[[ PAGE TEXT open ]]

Search JTA's historical archive dating back to 1923

Doctors’ Strike, Fast End As Arbitration Procedures Begin; Hospitals Re-open

June 28, 1983
See Original Daily Bulletin From This Date
Advertisement

The four-month-old doctors strike ended today along with the mass hunger strike by doctors that began II days ago and forced most of the major hospitals to close or drastically curtail their services.

Dr. Ram Ishai, chairman of the Israel Medical Association (IMA), ordered the doctors to return to work this morning. The doctors’ representatives and government negotiators spent the night working out details of binding arbitration to which the Cabinet agreed yesterday in face of an unprecedented medical crisis. The IMA Council convened at noon today for a formal discussion of the agreement. But the priority now seems to be to get the country’s hospitals functioning normally.

Medical experts said this would take 2-3 days. But it may be months before the backlog of postponed surgery and other medical treatments can be brought up to date and the accumulation of paper work untangled. Meanwhile, representatives of the doctors and the government will each name an arbitrator. The two persons chosen will then nominate a third arbitrator who will serve as the neutral chairman of the panel.

The issues up for arbitration are salary increases and improved working conditions which the normal process of negotiations failed to resolve during the 118-day strike. The Finance Ministry which had firmly opposed arbitration, declined to comment today on the outcome of the strike, generally regarded as a victory for the doctors. But unofficial sources maintained that it was not the Finance Ministry but the government as a whole that suffered defeat.

NO VICTORY

The doctors insisted that there were no victors or vanquished. One physician who had fasted for eight days, observed that the doctors may make some financial gains “but we lost morally.” He was apparently referring to the prolonged disruption of hospital and other medical services which put the burden of suffering on the ill and infirm.

[[ PAGE TEXT closed ]]
[[ DATA EXTRACTS open ]]

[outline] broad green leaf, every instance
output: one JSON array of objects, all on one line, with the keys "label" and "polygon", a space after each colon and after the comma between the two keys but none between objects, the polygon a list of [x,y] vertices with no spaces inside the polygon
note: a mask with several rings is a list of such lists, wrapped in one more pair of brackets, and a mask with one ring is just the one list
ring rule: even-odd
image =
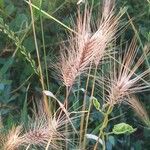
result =
[{"label": "broad green leaf", "polygon": [[114,128],[112,130],[112,132],[114,134],[131,134],[133,132],[135,132],[136,129],[134,129],[131,125],[126,124],[126,123],[119,123],[114,125]]},{"label": "broad green leaf", "polygon": [[10,66],[13,63],[14,58],[11,57],[0,69],[0,78],[7,72],[7,70],[10,68]]},{"label": "broad green leaf", "polygon": [[4,0],[0,0],[0,8],[4,7]]},{"label": "broad green leaf", "polygon": [[98,100],[95,97],[92,97],[92,100],[93,100],[93,104],[94,104],[95,108],[97,110],[100,110],[100,103],[98,102]]}]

[[ DATA EXTRACTS closed ]]

INSTRUCTIONS FOR THE TASK ::
Pick up the article on the end of the 1983 doctors' strike in Israel and continue it past its final sentence.

REPLY TO THE TASK ::
It was generally agreed that the hunger strike, which began less than two weeks ago at Soroka Hospital in Beersheba created the crisis that turned the tide after negotiations between the IMA and the government became deadlocked. Dr. Ivor Sober, of Soroka Hospital welcomed the end of the fast today. He said he was surprised by the speed with which the hunger strike spread and the huge number of doctors who joined it. As of yesterday, it was estimated that some 3,000 physicians, half of the government-employed medical force, were fasting. They were joined in many places by nurses and medical students. As scores of doctors collapsed from weakness, surgeries were shut down along with emergency rooms and other facilities and several of the country’s largest hospitals simply closed.

Faced with that crisis, the government was forced to act and in so doing it emerged that Premier Menachem Begin’s son, Dr. Binyamin Zev Begin, a geologist by training, played a major role behind the scenes. It had long been rumored that Begin was relying increasingly on his son for political advice not only on the doctors’ strike but on other matters of state as far back as the Camp David accords in 1978.

The younger Begin is regarded as ideologically even more hardline and rightwing than his father. Because he holds no political office and is outside the government, the Prime Minister’s Office took pains to conceal his role. Nevertheless, Binyamin Begin reportedly influenced his father to support binding arbitration as the only way out of the medical crisis and did much of the behind-the-scenes negotiating with reluctant Cabinet ministers.

Reporters who regularly attend Cabinet Secretary Dan Meridor’s briefing at the close of every Cabinet session were, yesterday, ushered into a side room instead of Meridor’s office. No explanation was given. One reporter, who left the room briefly, noticed Begin’s son was ensconced behind Meridor’s desk busily engaged in telephone conversations. When this was brought to Meridor’s attention, the Cabinet Secretary was visibly embarrassed. He noted that “Benny” Begin was a close friend of his and of other top officials.

Meridor denied that the younger Begin had been receiving regular full reports of Cabinet deliberations. He indicated however that the Premier’s son was closely informed of affairs of state. That involvement made headlines in the Israeli press this morning. Some commentators predicted that the younger Begin would soon become active in politics.